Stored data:
--- --- ---

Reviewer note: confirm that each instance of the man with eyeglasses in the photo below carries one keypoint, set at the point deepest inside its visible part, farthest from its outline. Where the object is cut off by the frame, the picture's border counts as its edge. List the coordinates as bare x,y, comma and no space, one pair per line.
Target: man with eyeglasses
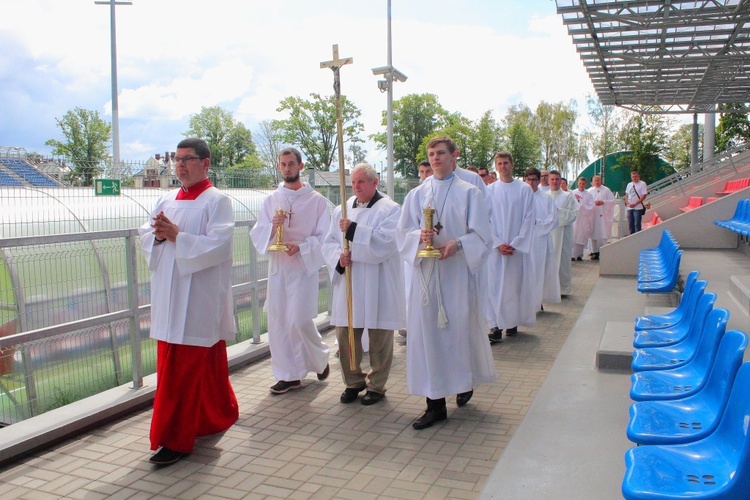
544,181
511,283
484,173
292,296
542,255
188,246
562,236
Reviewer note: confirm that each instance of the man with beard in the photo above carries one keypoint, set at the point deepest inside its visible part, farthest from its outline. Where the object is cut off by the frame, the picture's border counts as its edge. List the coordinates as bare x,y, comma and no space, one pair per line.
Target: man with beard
292,296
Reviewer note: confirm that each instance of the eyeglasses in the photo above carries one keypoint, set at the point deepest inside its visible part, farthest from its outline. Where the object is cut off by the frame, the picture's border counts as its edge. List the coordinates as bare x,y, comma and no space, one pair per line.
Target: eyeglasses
186,159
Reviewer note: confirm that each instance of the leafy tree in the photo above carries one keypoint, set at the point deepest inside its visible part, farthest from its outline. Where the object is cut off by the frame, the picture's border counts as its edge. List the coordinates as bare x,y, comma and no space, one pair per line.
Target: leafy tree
645,136
519,137
86,143
483,142
311,127
555,128
679,147
415,117
733,128
604,140
230,141
269,144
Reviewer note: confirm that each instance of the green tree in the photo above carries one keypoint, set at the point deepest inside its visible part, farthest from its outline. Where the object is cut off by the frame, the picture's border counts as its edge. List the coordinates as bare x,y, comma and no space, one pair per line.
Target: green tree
311,127
555,125
605,139
230,141
484,141
415,117
733,128
86,143
519,137
269,143
645,136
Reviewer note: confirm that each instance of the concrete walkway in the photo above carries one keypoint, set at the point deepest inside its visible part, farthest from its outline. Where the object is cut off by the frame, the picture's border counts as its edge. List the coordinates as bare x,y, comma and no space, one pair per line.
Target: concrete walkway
306,444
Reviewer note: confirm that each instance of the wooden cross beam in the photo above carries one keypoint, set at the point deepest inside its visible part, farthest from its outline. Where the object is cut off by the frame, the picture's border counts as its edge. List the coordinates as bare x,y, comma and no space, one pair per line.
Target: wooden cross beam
336,63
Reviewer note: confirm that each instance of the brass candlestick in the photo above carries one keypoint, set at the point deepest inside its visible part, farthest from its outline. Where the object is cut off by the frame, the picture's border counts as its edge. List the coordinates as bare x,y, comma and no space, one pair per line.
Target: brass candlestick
279,245
428,252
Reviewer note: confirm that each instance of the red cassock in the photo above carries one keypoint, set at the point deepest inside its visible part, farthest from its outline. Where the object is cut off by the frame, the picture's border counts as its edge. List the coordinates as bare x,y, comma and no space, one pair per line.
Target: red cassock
193,395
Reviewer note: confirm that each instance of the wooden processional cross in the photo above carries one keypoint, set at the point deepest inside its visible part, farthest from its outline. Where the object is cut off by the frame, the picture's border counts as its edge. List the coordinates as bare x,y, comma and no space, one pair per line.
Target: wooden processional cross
335,64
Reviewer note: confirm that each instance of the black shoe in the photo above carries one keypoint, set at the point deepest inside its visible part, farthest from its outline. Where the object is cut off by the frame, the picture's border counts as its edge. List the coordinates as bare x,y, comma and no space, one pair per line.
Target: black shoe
495,335
283,386
464,397
370,398
430,417
350,394
165,456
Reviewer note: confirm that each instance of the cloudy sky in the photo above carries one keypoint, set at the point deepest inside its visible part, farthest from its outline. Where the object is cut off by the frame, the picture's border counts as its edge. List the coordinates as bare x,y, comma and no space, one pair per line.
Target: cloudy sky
175,56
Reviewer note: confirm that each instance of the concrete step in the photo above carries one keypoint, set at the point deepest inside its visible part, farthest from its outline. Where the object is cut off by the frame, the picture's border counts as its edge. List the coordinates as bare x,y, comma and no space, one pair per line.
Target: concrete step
615,350
739,290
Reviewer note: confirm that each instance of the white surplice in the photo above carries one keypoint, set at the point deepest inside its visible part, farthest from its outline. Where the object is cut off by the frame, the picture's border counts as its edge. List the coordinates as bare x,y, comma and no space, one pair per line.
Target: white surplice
562,235
584,217
512,282
377,269
542,253
292,295
191,296
603,214
449,359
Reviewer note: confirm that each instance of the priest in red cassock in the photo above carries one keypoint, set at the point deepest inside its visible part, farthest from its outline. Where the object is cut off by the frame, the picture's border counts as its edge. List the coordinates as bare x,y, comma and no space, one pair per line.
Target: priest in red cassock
187,243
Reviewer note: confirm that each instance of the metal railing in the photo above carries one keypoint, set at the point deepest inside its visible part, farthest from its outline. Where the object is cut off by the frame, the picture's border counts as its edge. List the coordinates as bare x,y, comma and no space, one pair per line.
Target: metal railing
81,304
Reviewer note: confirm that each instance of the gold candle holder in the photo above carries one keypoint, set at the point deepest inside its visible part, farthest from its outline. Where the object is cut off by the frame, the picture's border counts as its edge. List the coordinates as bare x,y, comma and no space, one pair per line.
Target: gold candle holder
428,252
279,245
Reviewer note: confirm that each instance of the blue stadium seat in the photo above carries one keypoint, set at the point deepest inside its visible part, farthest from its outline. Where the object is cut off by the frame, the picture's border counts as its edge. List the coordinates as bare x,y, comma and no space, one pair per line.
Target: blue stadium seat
717,466
692,291
692,418
705,334
676,383
660,337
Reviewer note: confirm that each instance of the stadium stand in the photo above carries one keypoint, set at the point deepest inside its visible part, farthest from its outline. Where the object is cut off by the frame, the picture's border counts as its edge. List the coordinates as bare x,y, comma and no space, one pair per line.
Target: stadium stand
24,170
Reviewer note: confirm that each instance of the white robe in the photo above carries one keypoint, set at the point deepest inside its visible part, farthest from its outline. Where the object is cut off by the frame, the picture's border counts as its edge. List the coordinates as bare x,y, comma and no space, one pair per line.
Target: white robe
542,253
453,359
191,295
292,294
603,214
512,281
584,217
377,272
562,236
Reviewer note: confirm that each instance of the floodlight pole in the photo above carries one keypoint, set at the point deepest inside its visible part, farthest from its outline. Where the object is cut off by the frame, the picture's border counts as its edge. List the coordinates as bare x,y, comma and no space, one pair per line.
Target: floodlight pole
389,73
115,108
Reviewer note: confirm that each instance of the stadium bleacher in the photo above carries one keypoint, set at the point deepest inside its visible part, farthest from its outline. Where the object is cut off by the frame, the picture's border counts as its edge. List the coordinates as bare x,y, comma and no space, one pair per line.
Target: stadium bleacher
27,172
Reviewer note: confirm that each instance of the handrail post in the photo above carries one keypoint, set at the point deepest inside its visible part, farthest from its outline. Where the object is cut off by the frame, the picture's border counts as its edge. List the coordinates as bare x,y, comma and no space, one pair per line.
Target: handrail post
131,261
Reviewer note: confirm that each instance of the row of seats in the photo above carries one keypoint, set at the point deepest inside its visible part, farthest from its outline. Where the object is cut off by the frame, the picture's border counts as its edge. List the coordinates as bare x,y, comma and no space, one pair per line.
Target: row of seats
691,411
696,202
7,180
735,185
659,267
740,221
28,172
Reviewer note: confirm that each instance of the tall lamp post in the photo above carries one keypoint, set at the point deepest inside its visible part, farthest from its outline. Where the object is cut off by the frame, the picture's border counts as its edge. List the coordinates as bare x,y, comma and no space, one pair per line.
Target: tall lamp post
115,107
389,73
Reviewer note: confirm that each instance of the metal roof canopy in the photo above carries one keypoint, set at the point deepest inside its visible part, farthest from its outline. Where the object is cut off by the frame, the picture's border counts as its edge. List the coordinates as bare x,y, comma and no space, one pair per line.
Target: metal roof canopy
673,56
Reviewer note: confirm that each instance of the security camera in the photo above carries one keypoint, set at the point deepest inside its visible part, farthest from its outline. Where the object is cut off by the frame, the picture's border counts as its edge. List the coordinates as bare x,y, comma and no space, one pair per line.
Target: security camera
389,70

--- --- ---

■ **TASK INSTRUCTIONS**
Copy the entries from the line containing "Reviewer note: confirm that each instance of the security" through the end of the entries as a numbered list, omitting any blank lines.

■ **SOLUTION**
1. Reviewer note: confirm that each instance of the security camera in the photo above carries one keypoint, set at the point deepest inside its visible part, farthest from its outline. Where the object is cut off by the frame, the picture's border counts as its edge. List the coordinates as bare x,y, comma and no space, one pair per line.
2. Target: security camera
3. 389,70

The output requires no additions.